**Data for analysis**:

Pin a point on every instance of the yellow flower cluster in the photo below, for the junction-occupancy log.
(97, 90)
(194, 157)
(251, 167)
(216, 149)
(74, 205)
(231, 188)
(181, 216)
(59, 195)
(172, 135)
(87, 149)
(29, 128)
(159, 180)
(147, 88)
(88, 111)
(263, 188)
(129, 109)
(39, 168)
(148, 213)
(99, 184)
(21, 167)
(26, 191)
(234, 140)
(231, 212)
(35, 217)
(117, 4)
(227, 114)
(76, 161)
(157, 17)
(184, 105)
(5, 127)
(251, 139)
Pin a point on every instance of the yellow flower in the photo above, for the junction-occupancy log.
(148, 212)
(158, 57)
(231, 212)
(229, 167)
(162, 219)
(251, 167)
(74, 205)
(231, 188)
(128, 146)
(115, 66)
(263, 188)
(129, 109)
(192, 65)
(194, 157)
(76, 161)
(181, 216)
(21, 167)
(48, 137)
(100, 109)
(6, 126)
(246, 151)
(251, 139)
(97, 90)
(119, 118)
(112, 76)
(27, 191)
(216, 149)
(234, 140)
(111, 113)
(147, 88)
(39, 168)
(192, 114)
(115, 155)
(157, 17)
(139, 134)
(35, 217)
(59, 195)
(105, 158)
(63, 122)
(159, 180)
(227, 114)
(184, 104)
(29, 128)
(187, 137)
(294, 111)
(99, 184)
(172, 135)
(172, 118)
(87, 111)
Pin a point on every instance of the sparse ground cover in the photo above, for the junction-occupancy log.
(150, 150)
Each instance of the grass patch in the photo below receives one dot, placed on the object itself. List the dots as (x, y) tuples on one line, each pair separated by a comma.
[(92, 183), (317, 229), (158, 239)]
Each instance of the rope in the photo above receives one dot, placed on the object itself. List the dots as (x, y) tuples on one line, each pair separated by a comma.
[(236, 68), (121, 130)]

**Exercise brief**: Your task is to transcribe the listing above in full and exactly.

**Output of the task**:
Pin a point on every instance of the yellow flower cluster in the photo below, for the junction-occupancy log.
(97, 90)
(194, 157)
(251, 167)
(216, 149)
(74, 205)
(231, 188)
(181, 216)
(59, 195)
(172, 135)
(87, 149)
(29, 128)
(159, 180)
(147, 88)
(88, 111)
(263, 188)
(129, 109)
(39, 168)
(148, 213)
(99, 184)
(21, 167)
(26, 191)
(234, 140)
(231, 212)
(35, 217)
(117, 4)
(227, 114)
(76, 161)
(157, 17)
(184, 105)
(5, 127)
(251, 139)
Pin a point on every instance of the yellow flower in the photo above, for the junction-occupancy log.
(148, 212)
(158, 57)
(231, 212)
(229, 167)
(162, 219)
(251, 167)
(74, 205)
(231, 188)
(128, 146)
(115, 66)
(263, 188)
(129, 109)
(192, 65)
(194, 157)
(76, 161)
(181, 216)
(21, 167)
(48, 137)
(100, 109)
(6, 126)
(246, 151)
(251, 139)
(97, 90)
(119, 118)
(112, 76)
(27, 191)
(216, 149)
(234, 140)
(111, 113)
(147, 88)
(39, 168)
(192, 114)
(115, 155)
(157, 17)
(139, 134)
(35, 217)
(59, 195)
(105, 158)
(63, 122)
(159, 180)
(227, 114)
(184, 104)
(29, 128)
(187, 137)
(294, 111)
(99, 184)
(172, 135)
(172, 118)
(87, 111)
Pin a point on every instance of the sparse ground cover in the photo above, for the junction-occupancy log.
(150, 150)
Each instance of the grass patch in the photo below receives one dot, placed on the object itself. List the dots as (x, y) tuples on one line, each pair separated by a comma.
[(92, 183), (317, 229), (158, 239)]
Each instance of the rope in the photo above receives one dot, placed on the object itself. List the dots as (x, y) tuples on one line, each pair separated by a comma.
[(236, 68), (121, 130)]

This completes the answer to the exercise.